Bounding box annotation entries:
--- --- ---

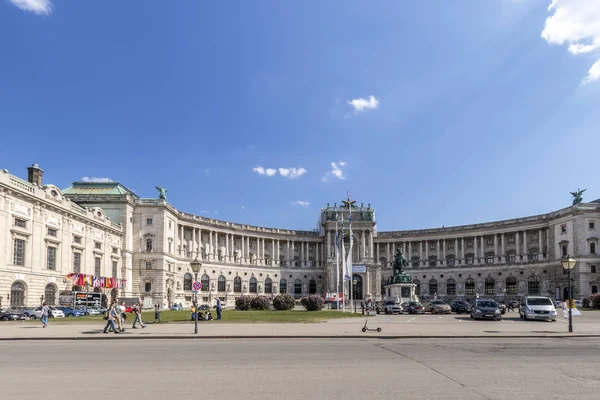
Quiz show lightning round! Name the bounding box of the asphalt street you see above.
[0,338,600,400]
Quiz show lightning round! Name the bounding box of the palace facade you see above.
[0,165,600,307]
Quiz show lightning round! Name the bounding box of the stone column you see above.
[538,229,544,261]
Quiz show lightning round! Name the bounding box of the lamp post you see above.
[350,279,358,314]
[190,258,202,334]
[561,256,577,332]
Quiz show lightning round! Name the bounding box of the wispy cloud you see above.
[292,200,310,207]
[321,161,346,183]
[348,96,379,114]
[252,165,306,179]
[9,0,52,15]
[81,176,114,182]
[542,0,600,84]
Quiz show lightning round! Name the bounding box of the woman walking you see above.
[40,303,50,328]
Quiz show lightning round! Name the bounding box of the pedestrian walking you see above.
[40,303,50,328]
[216,297,221,320]
[103,303,119,334]
[131,303,146,329]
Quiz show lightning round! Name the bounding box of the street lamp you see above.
[561,256,577,332]
[352,279,358,314]
[190,258,202,334]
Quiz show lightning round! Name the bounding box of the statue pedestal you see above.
[382,273,419,304]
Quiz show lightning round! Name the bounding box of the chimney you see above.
[27,164,44,187]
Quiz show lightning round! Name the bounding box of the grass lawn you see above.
[23,310,365,324]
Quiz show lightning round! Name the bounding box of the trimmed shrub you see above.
[235,296,252,311]
[273,293,296,311]
[300,295,325,311]
[250,296,271,310]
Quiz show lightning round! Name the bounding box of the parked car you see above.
[402,301,425,314]
[425,300,452,314]
[519,296,556,322]
[450,300,471,314]
[56,307,85,317]
[471,299,502,321]
[378,300,404,314]
[0,310,27,321]
[497,301,506,314]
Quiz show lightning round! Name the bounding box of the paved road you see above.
[0,338,600,400]
[0,311,600,340]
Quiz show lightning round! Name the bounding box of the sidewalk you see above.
[0,314,600,340]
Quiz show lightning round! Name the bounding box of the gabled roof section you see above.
[62,182,140,199]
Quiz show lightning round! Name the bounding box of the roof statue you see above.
[154,186,167,200]
[571,188,587,205]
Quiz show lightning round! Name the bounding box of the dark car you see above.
[471,299,502,321]
[450,300,471,314]
[0,310,27,321]
[402,301,425,314]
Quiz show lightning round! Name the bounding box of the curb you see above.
[0,334,600,342]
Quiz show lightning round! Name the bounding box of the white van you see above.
[519,296,556,322]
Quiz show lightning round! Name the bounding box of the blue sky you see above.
[0,0,600,230]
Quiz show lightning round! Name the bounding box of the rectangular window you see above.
[46,247,56,271]
[73,253,81,274]
[13,239,25,265]
[94,257,102,276]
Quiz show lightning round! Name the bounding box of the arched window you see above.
[233,276,242,293]
[183,272,192,290]
[10,282,27,307]
[429,279,437,296]
[217,275,227,292]
[527,276,540,295]
[44,283,56,306]
[279,278,287,293]
[506,276,517,294]
[446,278,456,296]
[413,279,421,296]
[200,274,210,292]
[485,276,496,295]
[465,278,475,296]
[265,278,273,293]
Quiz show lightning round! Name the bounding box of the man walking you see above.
[216,297,221,320]
[131,303,146,329]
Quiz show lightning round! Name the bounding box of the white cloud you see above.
[279,168,306,179]
[542,0,600,83]
[321,161,346,183]
[292,200,310,207]
[348,96,379,113]
[81,176,114,182]
[9,0,52,15]
[252,165,306,179]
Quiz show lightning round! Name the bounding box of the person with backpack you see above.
[131,303,146,329]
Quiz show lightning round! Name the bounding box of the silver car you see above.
[519,296,556,322]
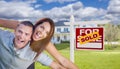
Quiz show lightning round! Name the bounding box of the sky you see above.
[0,0,120,23]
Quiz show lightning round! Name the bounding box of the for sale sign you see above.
[76,27,103,50]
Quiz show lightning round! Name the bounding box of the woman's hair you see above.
[30,18,55,57]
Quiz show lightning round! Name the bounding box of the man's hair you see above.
[18,21,34,31]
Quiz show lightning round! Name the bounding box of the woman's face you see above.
[33,22,50,41]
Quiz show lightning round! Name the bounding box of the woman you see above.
[0,18,78,69]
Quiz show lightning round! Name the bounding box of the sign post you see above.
[76,27,104,50]
[64,15,111,62]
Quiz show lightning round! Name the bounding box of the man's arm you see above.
[36,53,66,69]
[50,61,66,69]
[46,43,78,69]
[0,19,19,29]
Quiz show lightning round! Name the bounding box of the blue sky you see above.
[0,0,120,22]
[35,0,110,10]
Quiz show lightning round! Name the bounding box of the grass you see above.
[36,43,120,69]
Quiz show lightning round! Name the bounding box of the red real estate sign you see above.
[76,27,103,50]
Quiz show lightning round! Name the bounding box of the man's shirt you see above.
[0,30,53,69]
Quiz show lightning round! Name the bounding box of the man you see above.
[0,21,64,69]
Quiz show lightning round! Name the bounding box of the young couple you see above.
[0,18,78,69]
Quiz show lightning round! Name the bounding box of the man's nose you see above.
[20,34,25,39]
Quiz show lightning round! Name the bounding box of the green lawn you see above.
[36,43,120,69]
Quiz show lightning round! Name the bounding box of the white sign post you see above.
[64,15,111,62]
[70,15,75,62]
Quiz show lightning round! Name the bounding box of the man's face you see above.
[14,24,32,49]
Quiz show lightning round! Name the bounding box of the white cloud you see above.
[44,0,77,3]
[0,1,42,19]
[108,0,120,14]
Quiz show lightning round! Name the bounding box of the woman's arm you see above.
[46,42,78,69]
[0,19,19,29]
[50,61,66,69]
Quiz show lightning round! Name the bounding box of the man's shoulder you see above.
[0,30,14,41]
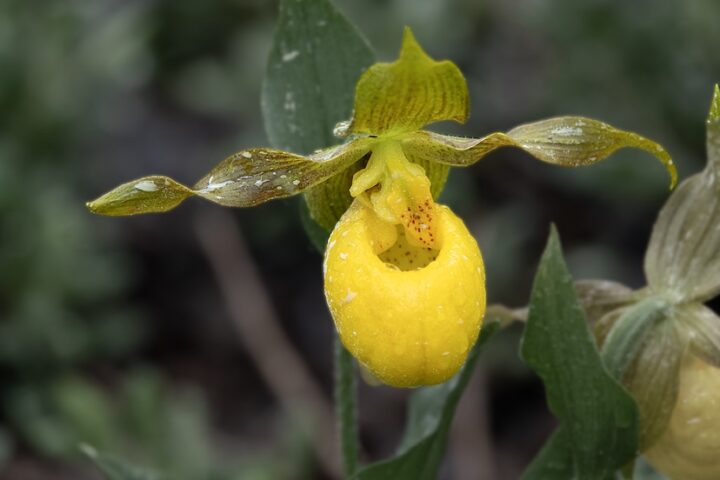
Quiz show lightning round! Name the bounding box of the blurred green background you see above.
[0,0,720,480]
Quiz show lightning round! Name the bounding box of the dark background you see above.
[0,0,720,480]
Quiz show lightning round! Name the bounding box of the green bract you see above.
[88,28,677,228]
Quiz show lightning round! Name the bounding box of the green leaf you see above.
[521,228,638,480]
[645,85,720,303]
[403,117,677,188]
[87,138,374,216]
[80,445,169,480]
[352,323,498,480]
[262,0,375,153]
[522,425,582,480]
[347,27,470,135]
[262,0,375,230]
[335,335,360,477]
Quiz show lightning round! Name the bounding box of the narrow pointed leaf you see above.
[404,117,677,188]
[347,27,470,135]
[352,323,498,480]
[676,303,720,368]
[262,0,375,153]
[262,0,375,229]
[521,229,638,480]
[645,87,720,302]
[88,139,373,216]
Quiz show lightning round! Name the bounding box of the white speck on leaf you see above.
[550,127,583,137]
[200,180,235,193]
[134,180,157,192]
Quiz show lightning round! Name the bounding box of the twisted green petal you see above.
[87,138,375,216]
[403,117,677,188]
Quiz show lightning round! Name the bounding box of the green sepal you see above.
[87,138,375,216]
[645,86,720,303]
[602,297,670,380]
[675,303,720,368]
[623,319,687,452]
[403,117,677,188]
[339,27,470,135]
[408,155,450,200]
[575,280,635,327]
[707,84,720,173]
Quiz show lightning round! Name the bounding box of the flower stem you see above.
[335,336,358,478]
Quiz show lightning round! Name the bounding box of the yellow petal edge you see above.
[644,356,720,480]
[324,201,485,387]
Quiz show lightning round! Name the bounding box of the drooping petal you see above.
[623,318,687,451]
[403,117,677,188]
[645,88,720,302]
[87,138,375,216]
[324,200,485,387]
[345,28,470,135]
[87,175,194,217]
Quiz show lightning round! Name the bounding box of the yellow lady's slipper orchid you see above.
[88,29,677,387]
[644,356,720,480]
[324,201,485,387]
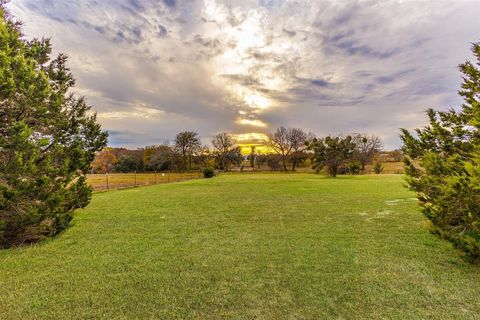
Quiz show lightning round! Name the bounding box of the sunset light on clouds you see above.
[8,0,480,148]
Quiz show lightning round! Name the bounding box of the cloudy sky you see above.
[8,0,480,149]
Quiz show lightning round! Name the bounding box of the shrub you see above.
[402,43,480,261]
[0,6,107,248]
[373,162,383,174]
[203,168,215,178]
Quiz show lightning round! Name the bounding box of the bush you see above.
[402,43,480,261]
[0,6,107,248]
[373,162,383,174]
[203,168,215,178]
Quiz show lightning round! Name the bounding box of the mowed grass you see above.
[0,174,480,319]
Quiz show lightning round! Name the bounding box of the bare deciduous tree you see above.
[174,131,202,171]
[268,127,292,171]
[288,128,308,171]
[212,132,238,171]
[353,134,383,172]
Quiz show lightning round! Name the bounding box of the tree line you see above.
[92,127,382,176]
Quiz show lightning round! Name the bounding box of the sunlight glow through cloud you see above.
[8,0,480,148]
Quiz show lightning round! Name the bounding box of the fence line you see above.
[87,172,202,191]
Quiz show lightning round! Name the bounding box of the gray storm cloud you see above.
[8,0,480,148]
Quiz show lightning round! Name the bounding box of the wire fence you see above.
[87,172,203,191]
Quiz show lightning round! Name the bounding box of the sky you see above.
[8,0,480,149]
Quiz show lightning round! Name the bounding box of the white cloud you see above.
[9,0,480,148]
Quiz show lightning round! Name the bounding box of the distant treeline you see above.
[92,127,402,175]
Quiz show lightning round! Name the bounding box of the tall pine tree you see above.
[0,0,107,247]
[402,43,480,262]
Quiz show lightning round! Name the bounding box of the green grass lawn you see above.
[0,174,480,319]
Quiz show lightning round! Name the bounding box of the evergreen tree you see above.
[0,1,107,247]
[402,43,480,261]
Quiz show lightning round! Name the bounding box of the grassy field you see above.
[0,174,480,319]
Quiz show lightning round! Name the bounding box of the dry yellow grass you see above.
[87,172,202,191]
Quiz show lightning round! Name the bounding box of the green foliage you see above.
[373,162,383,174]
[203,168,215,178]
[348,160,362,174]
[0,6,107,247]
[402,43,480,261]
[308,136,356,177]
[115,154,138,173]
[0,173,480,320]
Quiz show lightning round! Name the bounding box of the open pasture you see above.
[0,174,480,319]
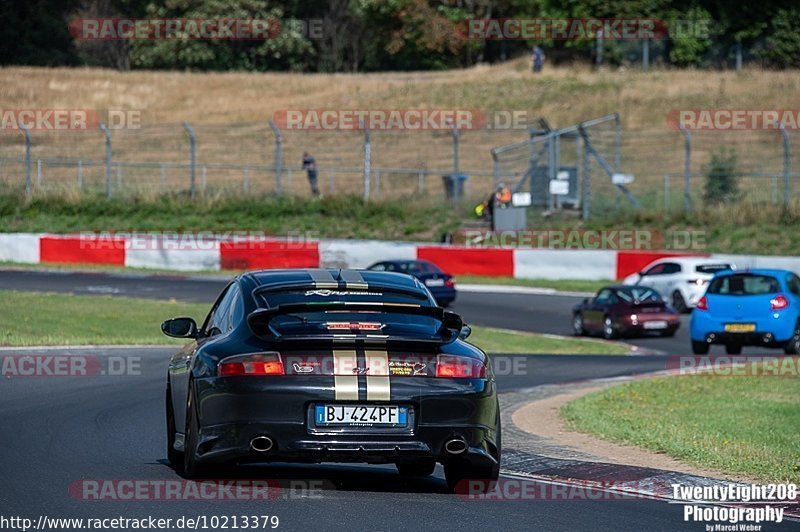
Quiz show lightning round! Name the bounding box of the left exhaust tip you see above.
[250,435,274,453]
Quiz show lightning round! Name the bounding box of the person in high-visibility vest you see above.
[494,183,511,209]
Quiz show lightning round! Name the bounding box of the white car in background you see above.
[622,257,736,312]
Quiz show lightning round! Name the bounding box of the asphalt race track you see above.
[0,270,782,355]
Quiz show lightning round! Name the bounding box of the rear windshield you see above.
[259,289,441,337]
[695,264,731,273]
[258,289,432,308]
[708,273,780,296]
[617,286,661,303]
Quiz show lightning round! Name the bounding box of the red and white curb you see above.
[0,233,800,280]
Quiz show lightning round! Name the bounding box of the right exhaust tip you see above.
[250,436,274,453]
[444,438,469,454]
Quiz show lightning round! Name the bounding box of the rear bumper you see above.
[428,287,456,306]
[190,376,498,465]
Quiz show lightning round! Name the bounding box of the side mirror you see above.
[442,310,464,335]
[161,318,197,338]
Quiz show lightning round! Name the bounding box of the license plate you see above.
[725,323,756,332]
[314,405,408,427]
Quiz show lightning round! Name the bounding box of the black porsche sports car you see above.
[162,269,501,489]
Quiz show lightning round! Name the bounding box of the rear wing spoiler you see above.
[247,301,464,345]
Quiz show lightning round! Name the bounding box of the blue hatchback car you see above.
[690,269,800,355]
[367,259,456,307]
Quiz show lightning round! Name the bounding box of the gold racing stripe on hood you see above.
[364,351,392,401]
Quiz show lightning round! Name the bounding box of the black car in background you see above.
[572,285,681,339]
[162,269,501,489]
[367,259,456,307]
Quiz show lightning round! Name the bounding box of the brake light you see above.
[217,353,283,377]
[436,355,486,379]
[769,294,789,310]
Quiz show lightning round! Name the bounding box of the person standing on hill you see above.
[531,44,545,74]
[303,151,320,198]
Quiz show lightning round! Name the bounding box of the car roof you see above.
[716,268,797,277]
[239,268,426,292]
[600,284,655,292]
[647,256,733,266]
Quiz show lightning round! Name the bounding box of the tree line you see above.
[0,0,800,72]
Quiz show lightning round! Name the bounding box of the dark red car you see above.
[572,285,681,338]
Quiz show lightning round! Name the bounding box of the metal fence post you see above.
[269,120,283,196]
[19,124,32,198]
[581,135,592,222]
[780,122,791,212]
[678,125,692,214]
[596,30,603,67]
[642,37,650,72]
[360,122,372,201]
[100,123,113,199]
[614,113,622,170]
[183,122,197,199]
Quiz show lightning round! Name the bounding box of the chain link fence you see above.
[0,114,800,219]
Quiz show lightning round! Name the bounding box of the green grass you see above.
[0,193,800,256]
[468,326,630,355]
[0,291,627,354]
[560,375,800,482]
[0,291,210,346]
[0,261,613,292]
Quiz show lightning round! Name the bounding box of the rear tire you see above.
[692,340,711,355]
[783,323,800,355]
[672,290,689,314]
[395,460,436,477]
[725,344,742,355]
[444,463,500,494]
[182,381,210,479]
[572,312,586,336]
[603,316,617,340]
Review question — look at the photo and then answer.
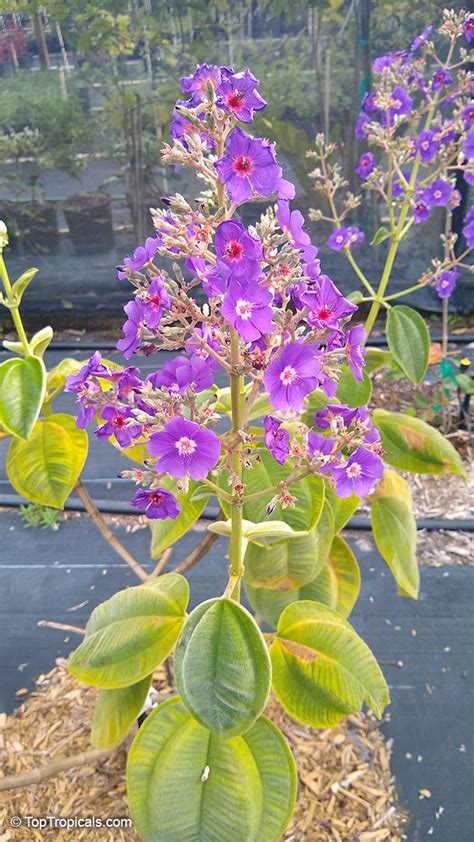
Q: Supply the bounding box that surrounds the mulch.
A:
[0,659,406,842]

--- --- ---

- [Request] Could you quote the data word for word, from the line containing "van you see above." through the line containing "[0,0,600,230]", with both of those lines included?

- [Task output]
Quiz show lightning round! Name the bounding box of the white van you see above.
[519,296,556,322]
Quiz show lightning round! Name the bounding box of the blue sky you see above.
[0,0,600,230]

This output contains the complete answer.